# Supplied records:

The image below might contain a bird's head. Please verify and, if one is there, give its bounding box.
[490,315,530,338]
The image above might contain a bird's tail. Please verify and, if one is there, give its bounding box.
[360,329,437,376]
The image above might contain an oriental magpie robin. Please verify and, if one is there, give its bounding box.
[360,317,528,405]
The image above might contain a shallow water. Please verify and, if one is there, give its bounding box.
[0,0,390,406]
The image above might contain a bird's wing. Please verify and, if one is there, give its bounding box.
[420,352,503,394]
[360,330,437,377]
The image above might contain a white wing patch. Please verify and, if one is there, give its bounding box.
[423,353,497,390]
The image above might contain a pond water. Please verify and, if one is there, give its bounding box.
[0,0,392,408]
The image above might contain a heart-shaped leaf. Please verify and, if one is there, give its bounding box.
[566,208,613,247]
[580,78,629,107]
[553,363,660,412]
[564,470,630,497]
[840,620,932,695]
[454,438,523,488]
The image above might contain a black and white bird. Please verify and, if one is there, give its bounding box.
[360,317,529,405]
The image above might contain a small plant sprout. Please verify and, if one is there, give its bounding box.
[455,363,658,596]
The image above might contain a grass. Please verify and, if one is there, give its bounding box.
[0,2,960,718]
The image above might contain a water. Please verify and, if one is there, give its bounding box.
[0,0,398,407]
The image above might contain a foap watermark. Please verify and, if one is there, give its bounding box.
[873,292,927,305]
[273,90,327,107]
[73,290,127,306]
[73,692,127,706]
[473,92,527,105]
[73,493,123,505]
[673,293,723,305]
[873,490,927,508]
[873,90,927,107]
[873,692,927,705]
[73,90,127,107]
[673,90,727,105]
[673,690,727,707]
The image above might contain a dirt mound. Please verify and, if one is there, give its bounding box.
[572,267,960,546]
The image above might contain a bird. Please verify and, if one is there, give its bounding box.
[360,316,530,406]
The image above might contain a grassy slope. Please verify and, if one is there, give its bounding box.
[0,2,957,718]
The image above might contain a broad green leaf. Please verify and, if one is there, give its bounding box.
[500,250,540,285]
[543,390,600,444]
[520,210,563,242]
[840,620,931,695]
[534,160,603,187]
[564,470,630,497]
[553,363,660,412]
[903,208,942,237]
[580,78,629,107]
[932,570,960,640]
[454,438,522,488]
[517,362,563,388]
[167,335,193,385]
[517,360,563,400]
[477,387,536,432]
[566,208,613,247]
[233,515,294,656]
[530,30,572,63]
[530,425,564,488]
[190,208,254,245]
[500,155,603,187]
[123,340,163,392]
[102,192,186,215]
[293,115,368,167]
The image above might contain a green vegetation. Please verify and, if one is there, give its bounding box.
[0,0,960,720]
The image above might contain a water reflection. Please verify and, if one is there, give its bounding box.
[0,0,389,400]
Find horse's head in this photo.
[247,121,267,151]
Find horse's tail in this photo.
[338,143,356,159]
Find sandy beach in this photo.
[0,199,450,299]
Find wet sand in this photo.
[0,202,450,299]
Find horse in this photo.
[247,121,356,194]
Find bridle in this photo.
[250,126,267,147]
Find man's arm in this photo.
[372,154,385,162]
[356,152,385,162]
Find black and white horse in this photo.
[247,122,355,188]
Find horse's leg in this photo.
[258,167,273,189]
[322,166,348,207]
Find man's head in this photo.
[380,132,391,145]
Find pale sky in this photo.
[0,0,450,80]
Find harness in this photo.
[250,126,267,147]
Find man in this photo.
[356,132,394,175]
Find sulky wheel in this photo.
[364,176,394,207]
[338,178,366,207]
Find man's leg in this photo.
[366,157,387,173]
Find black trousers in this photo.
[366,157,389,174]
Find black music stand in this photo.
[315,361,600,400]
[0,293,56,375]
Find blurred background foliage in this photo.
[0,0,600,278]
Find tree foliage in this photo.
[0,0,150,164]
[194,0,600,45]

# Written instruction:
Please copy the records word for word, starting at the line that contains "The image above might contain a dirt" and continuing through the end of the records, both ends included.

# Problem solution:
The image above might contain a dirt mound. Please verify and, if one is there, give its bounding box.
[572,267,960,546]
The image above might contain a bird. Please verify and, if one is there, give its bounding box.
[360,316,530,406]
The image above might contain a grassy slope. Please verify and, if one is there, give its bounding box.
[0,2,957,718]
The image above might contain a broad green leaf. Please verify and, if one is there, give its bounding box.
[500,250,540,285]
[543,390,600,444]
[520,210,563,242]
[840,620,931,695]
[534,160,603,187]
[564,470,630,497]
[553,363,660,412]
[903,208,942,237]
[580,78,629,107]
[932,570,960,640]
[454,438,522,488]
[517,362,563,388]
[167,335,193,385]
[517,360,563,400]
[477,387,536,432]
[566,208,613,247]
[233,515,294,656]
[530,30,572,63]
[530,425,564,488]
[190,208,254,245]
[500,155,603,187]
[123,340,163,392]
[102,192,186,215]
[293,115,368,167]
The image above might contain a green vegetation. Please verify and, if one is there, give its bounding box.
[0,0,960,720]
The image above might contain a water reflection. Please verify and, if one is there, give its bounding box.
[0,0,389,400]
Find horse's head in this photo.
[247,121,267,151]
Find horse's tail in this photo.
[338,143,356,159]
Find sandy beach in this photo.
[0,199,450,299]
Find wet sand in this photo.
[0,202,450,299]
Find horse in this photo.
[247,121,356,194]
Find bridle in this photo.
[250,126,267,147]
Find man's arm in this photo.
[372,154,385,162]
[356,152,385,162]
Find black and white horse in this photo.
[247,122,355,188]
Find horse's leg in this photo.
[258,167,273,189]
[322,166,348,207]
Find man's head in this photo.
[380,132,391,145]
Find pale sky in this photo.
[0,0,450,80]
Find harness in this photo.
[250,126,267,147]
Find man in this photo.
[356,132,394,175]
Find sulky wheel in this photo.
[364,176,394,207]
[338,178,366,207]
Find man's leg in this photo.
[366,157,387,173]
Find black trousers in this photo.
[366,157,389,174]
Find black music stand in this photo.
[315,361,600,400]
[0,293,56,375]
Find blurred background foliage in this photo.
[0,0,600,278]
Find tree foliage in this photo.
[0,0,150,164]
[194,0,600,45]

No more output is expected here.